本文 »
-- -- --

ちなみに『搬送』とは、病院や施設から、故人を運ぶことをいいます。
そして、故人を火葬までの間、休ませておくことを『安置』というのです。
つまり、『セルフ葬』の場合、
・誰の車で故人を運ぶのか?
・自宅のどこに故人を安置するのか?
を事前に考えなくてはいけません。
この『搬送』と『安置』が、『セルフ葬』の一番のネックとなり、大変な所でしょうね。
なぜなら、ほとんどの人は、遺体を運んだ経験がないからです。
はっきり言って、一人では無理です!!
最低でも2~3人で、『搬送』『安置』を行いましょう。
また、『搬送』する際には、必ず『死亡診断書』を病院、施設から預かりましょう。
本来、遺体を搬送する時には、必ず『死亡診断書』を携帯していなくてはなりません。
家族、親戚、近所への説明を
当たり前のことですが、自宅に故人を『安置』するため、一緒に暮らす家族には説明が必要です。
それだけではなく、親戚やご近所さんにも、何かしら理由を説明し、納得してもらうべきです。
普通に考えて、亡くなった故人を家族が運んでいたら、どのように感じますか?
『殺人!?遺体処理!?』
なんて考え、警察に連絡したとしても、至極真っ当な考えですよね。
それに現在の日本では、家族が故人を家に運び、そこから火葬場まで行くことは、常識的ではありません。
仕来りや風習に厳しい親族がいた場合、何て言われるか想像つきますよね。

-- -- --

練習問題 »
- a) 本文では、『搬送』と『安置』を最低でも何人で行うようにと書かれていますか?
- b) 本文の「それだけではなく、親戚やご近」で始まり「とは、常識的ではありません。」まで続く部分を、「警察」を「交番」に置き換えて書き直してください。

用意した資料 »
-- -- --

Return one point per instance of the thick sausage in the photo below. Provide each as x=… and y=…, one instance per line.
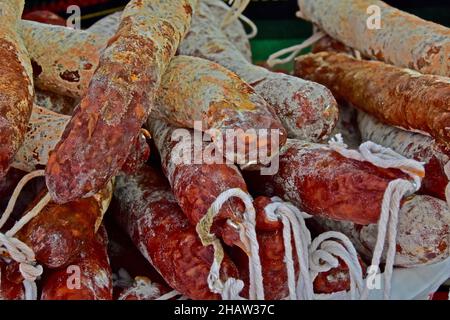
x=395, y=96
x=402, y=39
x=423, y=235
x=207, y=92
x=97, y=140
x=307, y=110
x=58, y=232
x=149, y=213
x=16, y=84
x=196, y=185
x=411, y=145
x=92, y=267
x=323, y=182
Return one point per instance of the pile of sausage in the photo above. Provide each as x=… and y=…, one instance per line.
x=94, y=112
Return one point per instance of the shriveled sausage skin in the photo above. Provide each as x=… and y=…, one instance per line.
x=197, y=185
x=324, y=183
x=95, y=275
x=149, y=213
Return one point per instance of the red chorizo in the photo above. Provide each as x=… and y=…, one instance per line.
x=395, y=96
x=58, y=232
x=119, y=98
x=95, y=276
x=9, y=290
x=401, y=39
x=196, y=185
x=307, y=110
x=149, y=213
x=16, y=84
x=322, y=182
x=272, y=253
x=411, y=145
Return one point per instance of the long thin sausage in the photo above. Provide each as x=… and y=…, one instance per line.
x=119, y=98
x=411, y=145
x=401, y=39
x=324, y=183
x=88, y=278
x=16, y=84
x=149, y=213
x=306, y=109
x=196, y=185
x=395, y=96
x=423, y=235
x=195, y=89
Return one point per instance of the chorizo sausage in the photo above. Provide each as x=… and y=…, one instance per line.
x=411, y=145
x=235, y=31
x=119, y=98
x=95, y=275
x=307, y=110
x=68, y=68
x=323, y=182
x=423, y=232
x=16, y=84
x=57, y=234
x=148, y=211
x=395, y=96
x=403, y=39
x=207, y=92
x=196, y=185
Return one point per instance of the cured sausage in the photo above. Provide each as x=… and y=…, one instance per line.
x=322, y=182
x=68, y=68
x=9, y=290
x=272, y=253
x=57, y=234
x=411, y=145
x=45, y=16
x=131, y=271
x=16, y=84
x=423, y=232
x=205, y=91
x=55, y=102
x=45, y=130
x=306, y=110
x=149, y=213
x=401, y=39
x=119, y=98
x=196, y=185
x=88, y=278
x=395, y=96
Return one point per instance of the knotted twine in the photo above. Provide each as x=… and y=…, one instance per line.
x=394, y=193
x=315, y=256
x=232, y=287
x=16, y=249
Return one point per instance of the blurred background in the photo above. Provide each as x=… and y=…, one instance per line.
x=278, y=27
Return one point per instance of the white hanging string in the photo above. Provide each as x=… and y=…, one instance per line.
x=236, y=10
x=323, y=257
x=274, y=59
x=253, y=28
x=293, y=221
x=395, y=191
x=18, y=250
x=232, y=287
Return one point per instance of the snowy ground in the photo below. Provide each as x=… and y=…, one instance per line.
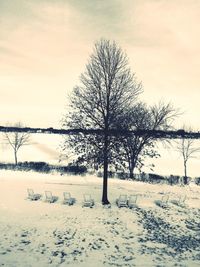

-- -- --

問題の答え »
- a) 最低でも2~3人です。

- b)
それだけではなく、親戚やご近所さんにも、何かしら理由を説明し、納得してもらうべきです。
普通に考えて、亡くなった故人を家族が運んでいたら、どのように感じますか?
『殺人!?遺体処理!?』
なんて考え、交番に連絡したとしても、至極真っ当な考えですよね。
それに現在の日本では、家族が故人を家に運び、そこから火葬場まで行くことは、常識的ではありません。